## Work item
From top to bottom, restate the entries below word for word.

(Extracted records)
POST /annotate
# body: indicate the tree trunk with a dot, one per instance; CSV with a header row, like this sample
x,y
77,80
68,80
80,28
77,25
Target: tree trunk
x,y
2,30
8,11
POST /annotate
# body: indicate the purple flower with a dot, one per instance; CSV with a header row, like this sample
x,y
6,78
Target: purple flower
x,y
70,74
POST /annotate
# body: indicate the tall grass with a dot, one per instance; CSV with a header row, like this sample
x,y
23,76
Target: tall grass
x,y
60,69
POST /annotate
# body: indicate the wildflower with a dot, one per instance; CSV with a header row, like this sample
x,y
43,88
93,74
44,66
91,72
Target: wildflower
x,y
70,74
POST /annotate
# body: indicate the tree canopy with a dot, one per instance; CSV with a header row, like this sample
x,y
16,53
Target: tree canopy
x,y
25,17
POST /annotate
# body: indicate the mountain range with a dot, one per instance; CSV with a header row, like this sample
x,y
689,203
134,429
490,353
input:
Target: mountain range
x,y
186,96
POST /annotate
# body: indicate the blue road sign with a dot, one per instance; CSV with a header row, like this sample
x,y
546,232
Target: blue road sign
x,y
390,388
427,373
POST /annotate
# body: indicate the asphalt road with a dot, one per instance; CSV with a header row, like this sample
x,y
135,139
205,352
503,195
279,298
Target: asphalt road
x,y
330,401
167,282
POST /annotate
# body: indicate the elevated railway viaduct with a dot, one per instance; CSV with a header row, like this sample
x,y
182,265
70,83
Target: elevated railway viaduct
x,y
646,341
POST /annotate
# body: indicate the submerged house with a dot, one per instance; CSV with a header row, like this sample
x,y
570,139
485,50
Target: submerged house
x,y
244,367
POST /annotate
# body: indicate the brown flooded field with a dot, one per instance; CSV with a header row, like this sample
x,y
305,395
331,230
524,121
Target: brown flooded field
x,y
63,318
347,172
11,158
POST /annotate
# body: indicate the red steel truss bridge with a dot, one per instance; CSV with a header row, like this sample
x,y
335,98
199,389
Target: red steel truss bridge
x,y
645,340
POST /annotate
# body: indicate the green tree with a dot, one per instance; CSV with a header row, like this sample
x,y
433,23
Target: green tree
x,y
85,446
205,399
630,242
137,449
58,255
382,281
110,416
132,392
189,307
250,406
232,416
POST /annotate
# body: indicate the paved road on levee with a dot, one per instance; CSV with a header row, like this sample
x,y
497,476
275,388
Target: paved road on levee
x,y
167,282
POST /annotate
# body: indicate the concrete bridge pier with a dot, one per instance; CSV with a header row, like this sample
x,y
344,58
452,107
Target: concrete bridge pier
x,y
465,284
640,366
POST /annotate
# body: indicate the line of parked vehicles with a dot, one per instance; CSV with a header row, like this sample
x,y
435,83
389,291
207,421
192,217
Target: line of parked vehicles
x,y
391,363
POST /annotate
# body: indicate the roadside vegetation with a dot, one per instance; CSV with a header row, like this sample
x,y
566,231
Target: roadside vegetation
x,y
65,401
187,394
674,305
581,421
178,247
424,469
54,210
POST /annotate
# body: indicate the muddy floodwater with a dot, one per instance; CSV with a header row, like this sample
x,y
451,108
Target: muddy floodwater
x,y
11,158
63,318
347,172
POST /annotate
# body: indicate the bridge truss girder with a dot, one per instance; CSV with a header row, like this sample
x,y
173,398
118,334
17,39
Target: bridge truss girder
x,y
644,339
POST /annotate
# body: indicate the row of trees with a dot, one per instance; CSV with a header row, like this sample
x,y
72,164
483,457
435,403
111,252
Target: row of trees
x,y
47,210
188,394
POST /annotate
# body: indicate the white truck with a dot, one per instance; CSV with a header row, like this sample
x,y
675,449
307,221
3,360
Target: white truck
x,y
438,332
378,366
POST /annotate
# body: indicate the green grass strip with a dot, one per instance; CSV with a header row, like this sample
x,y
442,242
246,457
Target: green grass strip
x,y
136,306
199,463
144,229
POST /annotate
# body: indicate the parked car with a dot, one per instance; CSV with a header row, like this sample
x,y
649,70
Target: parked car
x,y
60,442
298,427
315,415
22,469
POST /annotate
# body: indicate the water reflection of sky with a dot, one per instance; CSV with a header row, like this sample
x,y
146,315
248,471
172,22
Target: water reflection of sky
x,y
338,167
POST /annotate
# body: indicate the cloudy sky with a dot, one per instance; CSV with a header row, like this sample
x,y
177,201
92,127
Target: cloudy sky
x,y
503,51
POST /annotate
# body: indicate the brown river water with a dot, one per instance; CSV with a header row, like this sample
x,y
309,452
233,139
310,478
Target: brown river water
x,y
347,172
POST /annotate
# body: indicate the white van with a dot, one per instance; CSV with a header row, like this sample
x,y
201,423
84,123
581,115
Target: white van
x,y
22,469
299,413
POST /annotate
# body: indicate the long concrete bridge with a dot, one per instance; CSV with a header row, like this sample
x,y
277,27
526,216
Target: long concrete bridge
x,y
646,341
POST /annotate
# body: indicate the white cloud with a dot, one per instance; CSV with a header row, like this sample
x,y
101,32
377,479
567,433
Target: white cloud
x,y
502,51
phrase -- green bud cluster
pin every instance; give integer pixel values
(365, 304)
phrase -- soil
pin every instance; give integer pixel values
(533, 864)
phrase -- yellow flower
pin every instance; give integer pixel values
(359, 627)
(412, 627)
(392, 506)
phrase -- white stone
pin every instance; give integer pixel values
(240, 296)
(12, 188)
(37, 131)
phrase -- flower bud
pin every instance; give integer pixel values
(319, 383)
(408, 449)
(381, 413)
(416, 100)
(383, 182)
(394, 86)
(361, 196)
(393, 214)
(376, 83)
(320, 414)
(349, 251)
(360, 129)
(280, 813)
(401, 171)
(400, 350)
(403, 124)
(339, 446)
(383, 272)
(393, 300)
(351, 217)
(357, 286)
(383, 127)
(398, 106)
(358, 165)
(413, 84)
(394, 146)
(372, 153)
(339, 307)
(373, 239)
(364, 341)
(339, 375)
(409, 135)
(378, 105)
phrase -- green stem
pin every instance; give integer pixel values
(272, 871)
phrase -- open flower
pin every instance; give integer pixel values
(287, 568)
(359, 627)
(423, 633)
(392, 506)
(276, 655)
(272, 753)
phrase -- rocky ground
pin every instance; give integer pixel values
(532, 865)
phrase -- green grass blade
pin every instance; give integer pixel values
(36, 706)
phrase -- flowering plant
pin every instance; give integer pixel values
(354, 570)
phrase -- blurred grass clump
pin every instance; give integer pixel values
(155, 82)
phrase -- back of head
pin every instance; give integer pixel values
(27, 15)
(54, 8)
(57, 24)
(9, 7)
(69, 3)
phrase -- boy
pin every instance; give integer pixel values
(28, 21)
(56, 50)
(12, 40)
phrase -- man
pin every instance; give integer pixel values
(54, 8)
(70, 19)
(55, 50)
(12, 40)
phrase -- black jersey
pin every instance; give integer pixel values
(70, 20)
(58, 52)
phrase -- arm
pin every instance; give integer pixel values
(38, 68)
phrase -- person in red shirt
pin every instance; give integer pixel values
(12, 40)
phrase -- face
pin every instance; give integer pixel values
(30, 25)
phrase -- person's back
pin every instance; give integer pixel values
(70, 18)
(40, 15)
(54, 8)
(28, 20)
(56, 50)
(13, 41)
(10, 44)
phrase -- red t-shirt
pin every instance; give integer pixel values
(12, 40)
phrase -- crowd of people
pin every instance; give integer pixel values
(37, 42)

## Response to this exercise
POST /annotate
# body: indicate the tree trunk with a dot, one per instance; CSV with a header row, like this sample
x,y
77,80
68,80
80,28
77,25
Target: tree trunk
x,y
2,30
8,11
POST /annotate
# body: indicate the purple flower with a dot, one per instance; CSV with a header row, like this sample
x,y
6,78
Target: purple flower
x,y
70,74
POST /annotate
# body: indicate the tall grass with a dot, one per instance; CSV with a header row, like this sample
x,y
23,76
Target: tall grass
x,y
60,69
POST /annotate
# body: indicate the wildflower with a dot, one per instance; CSV with a header row, like this sample
x,y
43,88
93,74
44,66
91,72
Target: wildflower
x,y
70,74
POST /annotate
# body: indicate the tree canopy with a dot, one per instance; CSV with a header row, like this sample
x,y
16,53
Target: tree canopy
x,y
25,17
POST /annotate
# body: indicate the mountain range with a dot, one per instance; CSV with a header row, like this sample
x,y
689,203
134,429
490,353
input:
Target: mountain range
x,y
186,96
POST /annotate
# body: indicate the blue road sign with a dot, one per instance; CSV with a header row, like this sample
x,y
546,232
Target: blue road sign
x,y
390,388
427,373
POST /annotate
# body: indicate the asphalt road with a dot, one per instance; CSV with a header row, like this sample
x,y
135,139
205,352
503,195
279,298
Target: asphalt road
x,y
330,401
167,282
POST /annotate
# body: indicate the elevated railway viaduct with a dot, one per instance; CSV with a header row, like this sample
x,y
182,265
70,83
Target: elevated railway viaduct
x,y
646,341
POST /annotate
# body: indicate the submerged house with a dot, one per instance; CSV with a header row, like this sample
x,y
570,139
485,50
Target: submerged house
x,y
244,367
POST /annotate
# body: indicate the brown flooded field with a dot, one per instance; CSV with a header row, like this sample
x,y
305,395
331,230
524,121
Target: brown flooded field
x,y
63,318
347,172
11,158
POST /annotate
# body: indicate the red steel truss bridge with a dot, one per instance; CSV with a header row, like this sample
x,y
335,98
199,389
Target: red steel truss bridge
x,y
645,340
POST /annotate
# body: indicate the green tree with a dot, one per instance; CSV with a header row, like this sample
x,y
433,23
Target: green tree
x,y
85,446
205,399
630,242
137,449
58,255
382,281
110,416
132,392
189,307
250,406
232,416
POST /annotate
# body: indicate the paved road on levee with a dot, one per instance; CSV with a header row, like this sample
x,y
497,476
275,388
Target: paved road on levee
x,y
167,282
POST /annotate
# body: indicate the concrete bridge pier with a dot, one per instance; CSV with a header row, like this sample
x,y
344,58
452,107
Target: concrete bridge pier
x,y
465,284
640,366
POST /annotate
# body: indicate the line of parked vehicles with a dot, one per instance; CSV with a header row, like this sample
x,y
435,83
389,291
207,421
192,217
Target: line of parked vehicles
x,y
391,363
POST /annotate
# body: indicate the roadside vegetation with a dot, one per instance; CSV with a header row, like this sample
x,y
566,231
Target: roadside vegetation
x,y
65,401
187,394
674,305
581,421
178,247
424,469
54,210
POST /annotate
# body: indicate the muddy floodwater with a dot, one per instance; CSV with a header row, like this sample
x,y
451,108
Target: muddy floodwater
x,y
11,158
63,318
347,172
POST /annotate
# body: indicate the bridge truss girder with a dot, one per instance; CSV with a header row, like this sample
x,y
173,398
118,334
17,39
Target: bridge truss girder
x,y
644,339
POST /annotate
# body: indicate the row of trees with a dot, one per instance; CSV with a header row, like this sample
x,y
72,164
483,457
435,403
111,252
Target: row of trees
x,y
47,210
188,394
POST /annotate
# body: indicate the white truck with a dot, one per instance; CSV with a header row, like this sample
x,y
675,449
307,221
3,360
Target: white truck
x,y
438,332
378,366
POST /annotate
# body: indicate the green grass strip with a dot, one per instance; CSV with a header row, like this sample
x,y
442,242
246,457
Target: green grass strip
x,y
136,306
199,463
144,229
POST /annotate
# body: indicate the parked car with a dot, one per instance; CSV with a header row, like this sample
x,y
649,70
Target: parked car
x,y
60,442
298,427
315,415
22,469
POST /annotate
# body: indicate the water reflection of sky with a dot, one per instance; CSV with a header row, like this sample
x,y
146,315
248,471
172,22
Target: water reflection of sky
x,y
338,167
POST /annotate
# body: indicate the cloudy sky with a dot, one per instance; CSV with a header row, like this sample
x,y
177,201
92,127
Target: cloudy sky
x,y
503,51
POST /annotate
# body: indicate the brown river water with a dot, one per instance; CSV with a header row, like this sample
x,y
309,452
233,139
310,478
Target: brown river water
x,y
347,172
POST /annotate
# body: indicate the white van with a dot, one per instance; CSV with a header row, like this sample
x,y
201,423
84,123
581,115
Target: white van
x,y
22,469
299,413
POST /annotate
# body: indicate the long concrete bridge with a dot, one per instance; CSV with a header row, like this sample
x,y
277,27
526,216
Target: long concrete bridge
x,y
646,341
POST /annotate
# body: indicate the white cloud with a dot, one per instance; CSV with a header row, like this sample
x,y
101,32
377,479
567,433
Target: white cloud
x,y
502,51
phrase -- green bud cluster
pin every instance; give integer pixel values
(365, 304)
phrase -- soil
pin every instance; give integer pixel values
(533, 864)
phrase -- yellow flower
pin every instance; give integer pixel values
(359, 627)
(412, 627)
(392, 506)
phrase -- white stone
pin every instance; give integer pixel values
(240, 296)
(12, 188)
(37, 131)
phrase -- flower bud
pin every instance; give integer pixel values
(319, 383)
(408, 449)
(381, 413)
(416, 100)
(383, 182)
(394, 86)
(361, 196)
(393, 214)
(376, 83)
(320, 414)
(349, 251)
(360, 129)
(280, 813)
(401, 171)
(400, 350)
(403, 124)
(339, 446)
(383, 272)
(393, 300)
(351, 217)
(357, 286)
(383, 127)
(398, 106)
(358, 165)
(413, 84)
(394, 146)
(372, 153)
(339, 307)
(373, 239)
(364, 341)
(339, 375)
(409, 135)
(378, 105)
phrase -- green stem
pin every instance; give integer pixel values
(272, 871)
phrase -- open flower
pin every instance; give integer pixel values
(287, 568)
(359, 627)
(423, 633)
(392, 506)
(276, 655)
(272, 753)
phrase -- rocky ground
pin every instance; give integer pixel values
(532, 865)
phrase -- green grass blade
pin every instance; give integer pixel values
(36, 706)
phrase -- flowering plant
pin every instance; give integer pixel values
(354, 570)
phrase -- blurred grass clump
pin every instance; give integer pixel values
(155, 82)
phrase -- back of head
pin every instance; give integer pixel values
(27, 15)
(54, 8)
(57, 24)
(9, 7)
(69, 3)
phrase -- boy
pin every instance; give integer pixel values
(28, 21)
(56, 50)
(12, 40)
phrase -- man
pin every instance; give integer pixel values
(54, 8)
(70, 19)
(55, 50)
(12, 40)
phrase -- black jersey
pin every instance; give integer pixel values
(70, 20)
(58, 52)
phrase -- arm
pin every instance; give integer pixel values
(38, 68)
phrase -- person in red shirt
pin every instance; give integer pixel values
(12, 40)
phrase -- face
pin every instance; give integer pixel values
(30, 25)
phrase -- person's back
pin every instance; give integer pixel values
(70, 18)
(40, 15)
(54, 8)
(28, 20)
(56, 50)
(13, 41)
(10, 44)
phrase -- red t-shirt
pin every instance; give integer pixel values
(12, 40)
phrase -- crowd of people
pin every instance; give integer pixel values
(37, 42)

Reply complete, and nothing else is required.